• **Exercise details**:
Carry on the member reviews of the novel Mudflowers from the point where they stop.

• **Excerpt**:
_ _ _
Member Reviews
When I saw the cover and read the description, I was excited to read a literary fiction book with polyamory. However, in the book, polyamory was portrayed more as cheating with the characters running around behind each others backs and constantly unhappy. Another problem I had was the scenes and dialogue were very repetitive. While I do not mind litfic leaving out quotation marks, it did not work here as characters did not have distinct voices. For these reasons, I did not finish the book around 50% in, nor would I recommend it to my followers or fellow book lovers.
For fans of Sally Rooney's Normal People, I think they'll appreciate this one.
Mudflowers I interesting because what I like about the book is what I didn't like. The book reads as a stream of consciousness, almost as if our main character, Sophie, is telling the story to us herself.
Waterman's description of feelings and anxiety was really hard-hitting for me, the first fifty or so pages grabbed me by the throat. Paragraphs were highlighted because of how much I related to Sophie. The relationship curated between her and Alex is beautifully examined, and written in a way that felt true and honest. As said before, this read like Sophie was telling the story to us. Or if we were reading diary entries, which I really liked but I also... didn't?
Hard to explain but at a certain point I was tired of reading this. The stream of conscious style writing works at some points, but it dragged. I was constantly torn between "this was the best line I've ever read in my life" to "I'm bored SKIP", so hence, the middle of the road rating. I do think I'll end up revisiting this just for the bits that spoke to me and just leave everything else out.
_ _ _
Entries for pointing and labeling
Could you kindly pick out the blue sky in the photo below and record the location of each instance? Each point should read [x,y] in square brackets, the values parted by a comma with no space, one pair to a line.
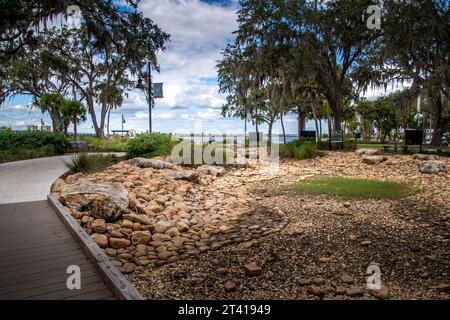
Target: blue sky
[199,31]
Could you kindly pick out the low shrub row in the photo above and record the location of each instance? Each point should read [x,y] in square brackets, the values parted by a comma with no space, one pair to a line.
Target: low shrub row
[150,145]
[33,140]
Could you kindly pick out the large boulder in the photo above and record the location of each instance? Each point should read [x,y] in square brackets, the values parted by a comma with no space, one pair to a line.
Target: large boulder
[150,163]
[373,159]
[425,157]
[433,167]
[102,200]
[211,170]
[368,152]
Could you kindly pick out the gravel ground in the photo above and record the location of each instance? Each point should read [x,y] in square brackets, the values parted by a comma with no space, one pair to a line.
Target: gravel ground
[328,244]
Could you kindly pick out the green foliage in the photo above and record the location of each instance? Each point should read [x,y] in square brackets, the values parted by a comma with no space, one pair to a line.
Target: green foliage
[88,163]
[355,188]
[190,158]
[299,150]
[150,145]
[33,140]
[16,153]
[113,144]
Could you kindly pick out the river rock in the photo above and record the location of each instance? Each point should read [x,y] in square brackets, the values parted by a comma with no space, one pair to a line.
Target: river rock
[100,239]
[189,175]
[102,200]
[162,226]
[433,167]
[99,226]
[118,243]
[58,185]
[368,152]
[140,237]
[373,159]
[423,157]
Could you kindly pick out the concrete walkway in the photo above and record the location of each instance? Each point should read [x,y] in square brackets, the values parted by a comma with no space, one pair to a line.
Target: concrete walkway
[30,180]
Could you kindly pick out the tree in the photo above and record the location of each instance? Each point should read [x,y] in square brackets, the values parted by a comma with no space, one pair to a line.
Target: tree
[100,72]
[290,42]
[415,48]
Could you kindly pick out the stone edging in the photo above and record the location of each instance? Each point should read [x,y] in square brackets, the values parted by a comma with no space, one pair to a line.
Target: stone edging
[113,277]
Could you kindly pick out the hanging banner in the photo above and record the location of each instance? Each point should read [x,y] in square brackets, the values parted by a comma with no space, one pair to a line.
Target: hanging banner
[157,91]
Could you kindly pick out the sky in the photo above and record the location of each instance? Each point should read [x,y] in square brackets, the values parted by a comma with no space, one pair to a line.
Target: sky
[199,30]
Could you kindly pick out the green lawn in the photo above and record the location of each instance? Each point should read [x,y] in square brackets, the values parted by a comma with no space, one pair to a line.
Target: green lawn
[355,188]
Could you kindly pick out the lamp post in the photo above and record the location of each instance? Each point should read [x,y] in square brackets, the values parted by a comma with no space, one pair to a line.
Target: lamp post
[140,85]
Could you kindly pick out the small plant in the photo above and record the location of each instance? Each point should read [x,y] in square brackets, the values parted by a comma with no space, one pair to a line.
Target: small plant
_ _ _
• **Answer for the task**:
I really enjoyed this book! The writing style and the characters were very Sally Rooney-like, which is a writing style I love and would really like to see more of. The reflections on what it means to love other people in different ways and be loved back was really interesting, although I did think that Sophie's feelings for both Alex and Maggie could've been made a little clearer just so everything that happens will be a little easier to follow. I will definitely be keeping an eye out for more of this author's works in the future!
Definitely a book that was enjoyable! Not really my thing though but it would definitely be a wonderful book for those who like more true-to-life LGBT*+ Works!
Definitely a book for the literary prose fiction crowd. Plot light but emotion heavy. In simplicity, this is about a coming-of-age story of Sophie learning to be an adult while grieving her mother and finding herself torn between her childhood friend Alex ('loving Alex was complicated') and a woman she falls for on sight, Maggie. It's heavy, and Sophie isn't the easier person in the world, but life would be simple then, and it's not.
I'm sorry to say I didn't get on with this novel, I persisted for 18% of the way through, but just was not enjoying it. Her prose is good, but the story is rather self-obsessed over-analysis of relationships, mainly of the main character and her maybe-boyfriend, and I just didn't feel it.
I can’t settle how I feel about this one, and I don’t think that’s what the author intended.
Mudflowers is a peek into modern womanhood through the eyes of our main character, Sophie, as she navigates her love life after her mother’s death.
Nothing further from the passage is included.